> Task to complete
Reproduce word for word the part of the article on Web video below that begins with "Video is poised" and ends after "a huge opportunity.".

-- begin Document segment --

If video killed the radio star, online video will surely kill the static Web.
Video is poised to permeate the Web in a way that goes far beyond YouTube's user-generated clips. The Web's design and flexibility make it a powerful visual medium, with moving images, Flash and animation fast becoming the lingua franca. This presents corporate America -- and private enterprise in general -- with a huge opportunity.
All Video, All the Time
Previously we took a quick look at some of the ways the video-centric Web is becoming a vital channel for driving user engagement and loyalty, as well as powerful internal tool benefitting employees. This article will demonstrate how some well-known brands are already defining the Web experience of the future. The following are a handful of ways video is impacting corporate Web strategies and business models:
Company news and information. Web video enables organizations to become their own broadcast networks. For example, rather than being greeted by the customary block of text and images on a company's home page, visitors may find a running video news feed. British Sky Broadcasting posts its top news stories as video. Organizations can populate the corporate news room with video news releases. To satisfy investors and meet compliance requirements, companies can populate on-demand libraries with shareholder meetings, annual reports and RSS videocasts on a host of topics.

-- end Document segment --
-- begin Data provided --

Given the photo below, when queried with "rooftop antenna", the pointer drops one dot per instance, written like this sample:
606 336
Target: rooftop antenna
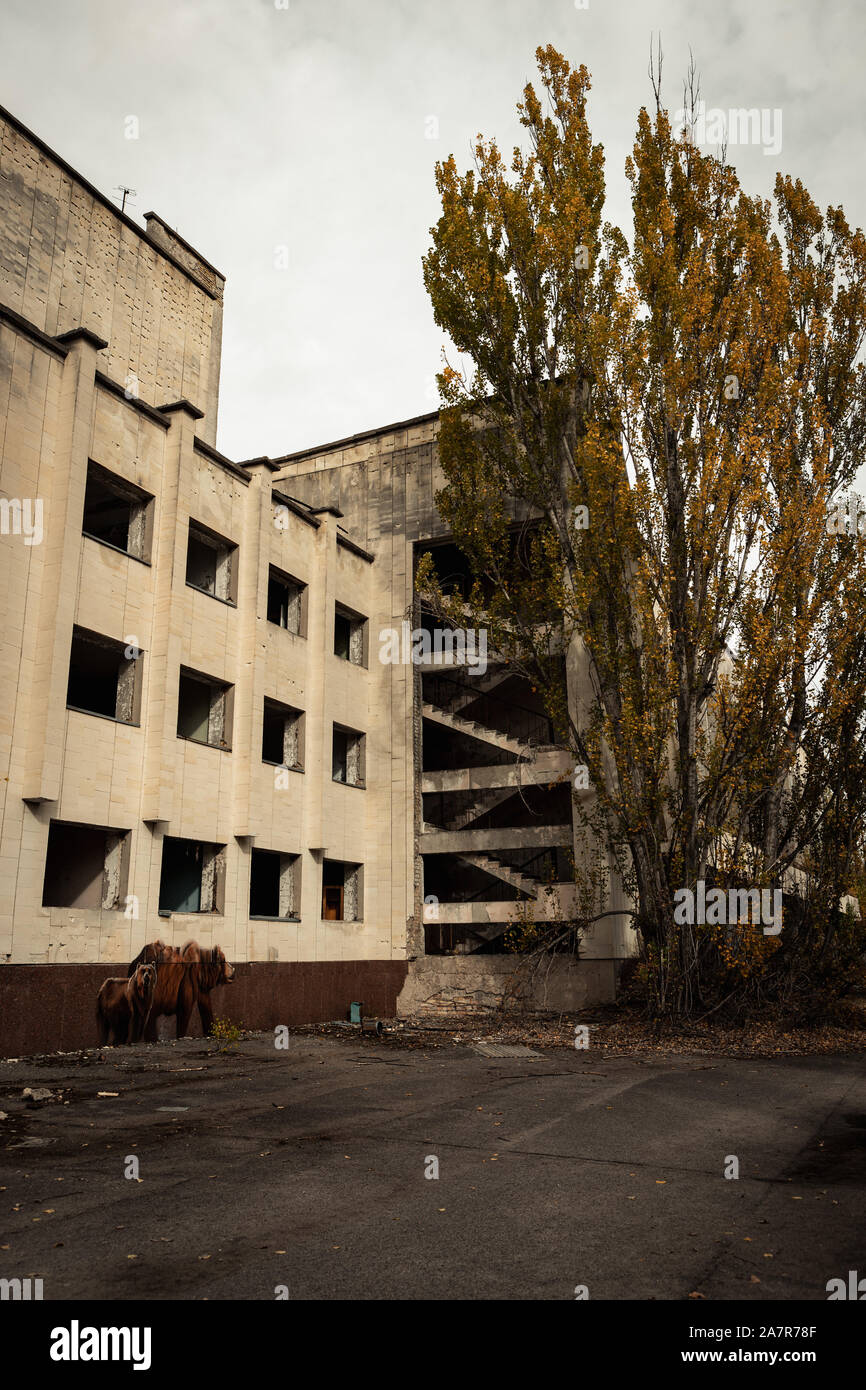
121 188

-- end Data provided --

> Task solution
Video is poised to permeate the Web in a way that goes far beyond YouTube's user-generated clips. The Web's design and flexibility make it a powerful visual medium, with moving images, Flash and animation fast becoming the lingua franca. This presents corporate America -- and private enterprise in general -- with a huge opportunity.